Records shown:
┌────────
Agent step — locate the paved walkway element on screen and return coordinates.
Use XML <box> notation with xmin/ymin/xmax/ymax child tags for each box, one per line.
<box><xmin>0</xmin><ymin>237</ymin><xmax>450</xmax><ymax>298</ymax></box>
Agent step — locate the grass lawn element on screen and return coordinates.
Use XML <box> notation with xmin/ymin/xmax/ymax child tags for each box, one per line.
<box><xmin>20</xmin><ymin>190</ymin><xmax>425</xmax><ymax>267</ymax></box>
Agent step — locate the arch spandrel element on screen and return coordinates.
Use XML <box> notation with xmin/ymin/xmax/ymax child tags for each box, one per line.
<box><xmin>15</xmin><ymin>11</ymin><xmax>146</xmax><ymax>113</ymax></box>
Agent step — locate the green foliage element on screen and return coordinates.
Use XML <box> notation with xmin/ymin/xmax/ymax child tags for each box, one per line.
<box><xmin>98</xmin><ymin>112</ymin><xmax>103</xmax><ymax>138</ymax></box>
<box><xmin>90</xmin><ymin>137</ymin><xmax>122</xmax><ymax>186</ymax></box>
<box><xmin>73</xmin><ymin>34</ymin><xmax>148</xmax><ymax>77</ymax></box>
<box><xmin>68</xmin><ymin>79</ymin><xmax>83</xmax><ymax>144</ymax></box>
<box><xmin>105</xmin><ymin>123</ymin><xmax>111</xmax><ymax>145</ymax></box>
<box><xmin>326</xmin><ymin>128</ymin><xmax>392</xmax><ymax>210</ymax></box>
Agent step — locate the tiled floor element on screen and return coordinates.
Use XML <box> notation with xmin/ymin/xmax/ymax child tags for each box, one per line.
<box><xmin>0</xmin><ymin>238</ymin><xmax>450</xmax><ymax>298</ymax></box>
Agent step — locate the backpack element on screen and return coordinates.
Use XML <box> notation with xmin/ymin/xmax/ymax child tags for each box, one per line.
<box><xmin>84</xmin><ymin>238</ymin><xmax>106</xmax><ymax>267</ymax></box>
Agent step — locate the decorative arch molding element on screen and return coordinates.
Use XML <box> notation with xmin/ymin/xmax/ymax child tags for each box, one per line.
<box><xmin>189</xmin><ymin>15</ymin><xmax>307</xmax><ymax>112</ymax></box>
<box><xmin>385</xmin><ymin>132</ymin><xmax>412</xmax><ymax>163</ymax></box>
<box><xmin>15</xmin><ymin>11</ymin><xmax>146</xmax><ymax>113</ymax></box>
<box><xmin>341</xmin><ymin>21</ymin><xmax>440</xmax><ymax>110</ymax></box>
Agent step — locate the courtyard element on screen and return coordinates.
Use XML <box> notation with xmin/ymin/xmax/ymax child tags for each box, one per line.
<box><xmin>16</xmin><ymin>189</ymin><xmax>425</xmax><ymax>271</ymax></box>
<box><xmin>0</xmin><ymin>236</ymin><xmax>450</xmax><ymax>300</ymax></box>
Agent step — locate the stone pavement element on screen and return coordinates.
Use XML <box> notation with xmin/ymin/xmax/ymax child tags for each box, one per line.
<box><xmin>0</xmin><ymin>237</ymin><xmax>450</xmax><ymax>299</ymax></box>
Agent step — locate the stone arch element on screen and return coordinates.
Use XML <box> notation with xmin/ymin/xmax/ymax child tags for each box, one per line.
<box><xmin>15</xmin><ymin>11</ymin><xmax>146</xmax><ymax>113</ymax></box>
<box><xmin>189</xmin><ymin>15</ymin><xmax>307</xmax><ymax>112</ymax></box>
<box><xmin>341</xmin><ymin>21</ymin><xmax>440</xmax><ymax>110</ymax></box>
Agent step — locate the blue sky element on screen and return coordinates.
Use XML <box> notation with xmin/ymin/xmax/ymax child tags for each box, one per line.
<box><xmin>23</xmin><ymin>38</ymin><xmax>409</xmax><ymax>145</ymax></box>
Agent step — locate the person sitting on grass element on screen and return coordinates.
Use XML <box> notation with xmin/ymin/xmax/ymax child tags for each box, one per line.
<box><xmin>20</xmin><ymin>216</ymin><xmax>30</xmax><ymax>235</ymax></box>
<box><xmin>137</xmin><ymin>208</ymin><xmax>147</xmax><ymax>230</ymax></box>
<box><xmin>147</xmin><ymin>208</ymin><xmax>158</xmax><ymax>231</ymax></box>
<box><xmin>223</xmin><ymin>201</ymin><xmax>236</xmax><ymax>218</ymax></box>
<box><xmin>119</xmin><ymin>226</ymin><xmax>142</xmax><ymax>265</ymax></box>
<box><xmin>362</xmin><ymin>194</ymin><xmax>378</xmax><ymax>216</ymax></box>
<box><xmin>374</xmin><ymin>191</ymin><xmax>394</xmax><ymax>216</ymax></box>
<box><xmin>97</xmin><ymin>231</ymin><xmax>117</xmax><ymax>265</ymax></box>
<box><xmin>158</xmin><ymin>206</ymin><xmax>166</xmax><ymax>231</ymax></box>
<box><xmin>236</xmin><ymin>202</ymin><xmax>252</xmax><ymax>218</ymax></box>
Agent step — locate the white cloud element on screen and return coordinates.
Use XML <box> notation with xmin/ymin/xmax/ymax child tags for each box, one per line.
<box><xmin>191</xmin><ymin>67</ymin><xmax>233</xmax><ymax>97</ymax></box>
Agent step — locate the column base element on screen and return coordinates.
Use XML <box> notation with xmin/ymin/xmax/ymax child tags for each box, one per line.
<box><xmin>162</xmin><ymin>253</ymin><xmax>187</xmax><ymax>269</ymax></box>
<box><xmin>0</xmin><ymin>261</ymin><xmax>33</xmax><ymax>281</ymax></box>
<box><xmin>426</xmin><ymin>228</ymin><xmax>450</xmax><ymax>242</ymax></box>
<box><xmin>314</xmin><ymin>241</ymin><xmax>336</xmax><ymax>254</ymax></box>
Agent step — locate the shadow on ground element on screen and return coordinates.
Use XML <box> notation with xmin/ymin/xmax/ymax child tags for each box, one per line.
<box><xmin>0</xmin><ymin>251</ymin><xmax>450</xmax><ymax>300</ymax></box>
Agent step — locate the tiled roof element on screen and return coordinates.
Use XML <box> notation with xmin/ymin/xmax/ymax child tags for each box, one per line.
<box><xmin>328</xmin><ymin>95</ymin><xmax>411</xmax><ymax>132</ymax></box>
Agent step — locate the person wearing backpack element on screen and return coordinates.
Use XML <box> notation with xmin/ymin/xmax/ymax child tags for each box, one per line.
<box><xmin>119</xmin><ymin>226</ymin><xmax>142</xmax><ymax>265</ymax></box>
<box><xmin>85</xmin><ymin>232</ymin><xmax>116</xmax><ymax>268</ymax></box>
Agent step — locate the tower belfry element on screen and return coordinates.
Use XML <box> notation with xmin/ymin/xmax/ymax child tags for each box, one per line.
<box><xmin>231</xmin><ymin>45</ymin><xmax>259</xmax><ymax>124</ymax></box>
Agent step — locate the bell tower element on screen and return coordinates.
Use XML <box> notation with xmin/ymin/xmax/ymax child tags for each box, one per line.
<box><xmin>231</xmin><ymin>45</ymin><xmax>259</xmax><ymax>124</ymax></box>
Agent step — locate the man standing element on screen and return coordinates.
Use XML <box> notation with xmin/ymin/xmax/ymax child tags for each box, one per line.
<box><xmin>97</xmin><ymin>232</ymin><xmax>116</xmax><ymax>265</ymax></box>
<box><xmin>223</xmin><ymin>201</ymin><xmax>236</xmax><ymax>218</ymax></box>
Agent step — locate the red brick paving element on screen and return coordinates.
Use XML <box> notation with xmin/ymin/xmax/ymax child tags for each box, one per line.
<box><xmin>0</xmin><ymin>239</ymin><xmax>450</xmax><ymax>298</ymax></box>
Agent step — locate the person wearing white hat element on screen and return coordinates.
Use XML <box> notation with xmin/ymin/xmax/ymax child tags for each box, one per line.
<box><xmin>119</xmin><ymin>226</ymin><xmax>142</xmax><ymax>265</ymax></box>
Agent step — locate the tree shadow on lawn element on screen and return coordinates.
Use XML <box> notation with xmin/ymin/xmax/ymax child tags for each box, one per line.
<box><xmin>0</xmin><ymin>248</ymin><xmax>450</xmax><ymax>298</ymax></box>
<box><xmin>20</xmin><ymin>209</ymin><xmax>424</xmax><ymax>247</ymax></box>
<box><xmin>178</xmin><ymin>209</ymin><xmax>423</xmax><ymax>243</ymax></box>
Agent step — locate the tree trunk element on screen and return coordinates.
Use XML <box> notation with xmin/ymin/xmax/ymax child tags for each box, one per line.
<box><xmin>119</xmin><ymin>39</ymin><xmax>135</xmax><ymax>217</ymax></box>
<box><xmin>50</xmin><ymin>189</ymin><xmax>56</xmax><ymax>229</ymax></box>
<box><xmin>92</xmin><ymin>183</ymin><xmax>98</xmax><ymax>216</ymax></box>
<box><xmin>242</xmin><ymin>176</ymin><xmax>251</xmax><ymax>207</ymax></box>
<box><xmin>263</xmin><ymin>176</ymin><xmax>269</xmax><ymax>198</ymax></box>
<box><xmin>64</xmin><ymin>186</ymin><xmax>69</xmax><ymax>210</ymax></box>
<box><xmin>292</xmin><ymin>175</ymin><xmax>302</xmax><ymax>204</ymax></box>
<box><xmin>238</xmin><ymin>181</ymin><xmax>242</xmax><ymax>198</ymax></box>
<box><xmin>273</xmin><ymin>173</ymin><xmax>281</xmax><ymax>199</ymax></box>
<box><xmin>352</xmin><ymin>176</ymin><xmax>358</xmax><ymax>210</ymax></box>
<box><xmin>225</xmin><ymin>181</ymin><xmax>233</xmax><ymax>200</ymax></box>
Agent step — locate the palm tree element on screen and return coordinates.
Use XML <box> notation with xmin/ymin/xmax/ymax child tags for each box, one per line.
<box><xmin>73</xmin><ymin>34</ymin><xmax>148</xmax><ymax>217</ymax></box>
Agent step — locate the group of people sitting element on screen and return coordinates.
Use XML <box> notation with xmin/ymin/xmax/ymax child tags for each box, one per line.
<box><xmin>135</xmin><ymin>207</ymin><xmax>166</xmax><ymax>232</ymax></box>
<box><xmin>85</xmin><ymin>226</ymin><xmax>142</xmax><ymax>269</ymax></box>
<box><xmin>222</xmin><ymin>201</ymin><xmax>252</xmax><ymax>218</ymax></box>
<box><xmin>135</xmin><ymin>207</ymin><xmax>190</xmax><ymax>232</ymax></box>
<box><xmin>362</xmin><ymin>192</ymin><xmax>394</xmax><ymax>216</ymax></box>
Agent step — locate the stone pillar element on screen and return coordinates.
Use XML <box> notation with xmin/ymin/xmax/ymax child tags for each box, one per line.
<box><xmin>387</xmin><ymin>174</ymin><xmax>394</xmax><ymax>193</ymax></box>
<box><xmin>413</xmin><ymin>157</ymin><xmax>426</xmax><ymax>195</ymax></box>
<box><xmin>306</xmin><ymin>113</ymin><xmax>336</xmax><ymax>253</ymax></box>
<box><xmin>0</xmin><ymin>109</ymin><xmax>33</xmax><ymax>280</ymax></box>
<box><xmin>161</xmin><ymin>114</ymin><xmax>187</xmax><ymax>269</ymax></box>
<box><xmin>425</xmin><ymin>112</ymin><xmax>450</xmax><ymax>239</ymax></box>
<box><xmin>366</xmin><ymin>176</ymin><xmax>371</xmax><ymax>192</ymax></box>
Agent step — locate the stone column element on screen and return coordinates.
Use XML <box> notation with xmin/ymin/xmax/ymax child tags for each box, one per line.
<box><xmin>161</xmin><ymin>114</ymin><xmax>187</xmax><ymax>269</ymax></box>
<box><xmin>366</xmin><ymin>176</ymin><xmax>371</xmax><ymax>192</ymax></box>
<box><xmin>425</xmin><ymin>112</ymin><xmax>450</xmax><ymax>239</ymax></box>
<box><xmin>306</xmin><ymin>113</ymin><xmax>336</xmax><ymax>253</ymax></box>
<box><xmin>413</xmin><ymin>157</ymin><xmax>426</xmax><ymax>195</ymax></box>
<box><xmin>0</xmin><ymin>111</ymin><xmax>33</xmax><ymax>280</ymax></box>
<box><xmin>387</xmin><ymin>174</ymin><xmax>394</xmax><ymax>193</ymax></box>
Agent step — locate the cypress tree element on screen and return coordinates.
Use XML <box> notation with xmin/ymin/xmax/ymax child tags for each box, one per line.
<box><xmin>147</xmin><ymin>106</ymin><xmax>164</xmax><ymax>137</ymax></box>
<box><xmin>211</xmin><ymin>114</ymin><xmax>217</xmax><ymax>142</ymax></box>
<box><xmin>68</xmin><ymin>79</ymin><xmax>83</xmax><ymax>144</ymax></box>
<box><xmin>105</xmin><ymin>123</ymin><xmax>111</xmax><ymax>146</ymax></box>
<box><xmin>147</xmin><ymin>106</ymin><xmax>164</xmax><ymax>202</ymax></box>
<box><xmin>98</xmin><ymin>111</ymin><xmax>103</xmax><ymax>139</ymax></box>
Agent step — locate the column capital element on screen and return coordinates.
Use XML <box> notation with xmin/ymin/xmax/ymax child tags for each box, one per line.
└────────
Objective: Put the lines of the listing above into a Markdown table with the columns "Row" and "Line", starting with the line that contains "Agent step — locate the cypress" and continuing through the end of the listing, skipping any blank lines.

Exercise solution:
| Row | Line |
|---|---|
| 1 | Agent step — locate the cypress tree element on screen and return coordinates. |
| 2 | Use XML <box> notation with xmin/ymin/xmax/ymax child tags for each box, one per line. |
| 3 | <box><xmin>147</xmin><ymin>106</ymin><xmax>164</xmax><ymax>137</ymax></box> |
| 4 | <box><xmin>211</xmin><ymin>114</ymin><xmax>217</xmax><ymax>142</ymax></box> |
| 5 | <box><xmin>68</xmin><ymin>79</ymin><xmax>83</xmax><ymax>144</ymax></box> |
| 6 | <box><xmin>105</xmin><ymin>123</ymin><xmax>111</xmax><ymax>146</ymax></box> |
| 7 | <box><xmin>147</xmin><ymin>106</ymin><xmax>164</xmax><ymax>202</ymax></box> |
| 8 | <box><xmin>98</xmin><ymin>111</ymin><xmax>103</xmax><ymax>139</ymax></box> |
| 9 | Agent step — locate the column capital element on screen and return coordinates. |
| 10 | Use XML <box> notation with xmin/ymin/xmax/ymax child tags for each box, one per line. |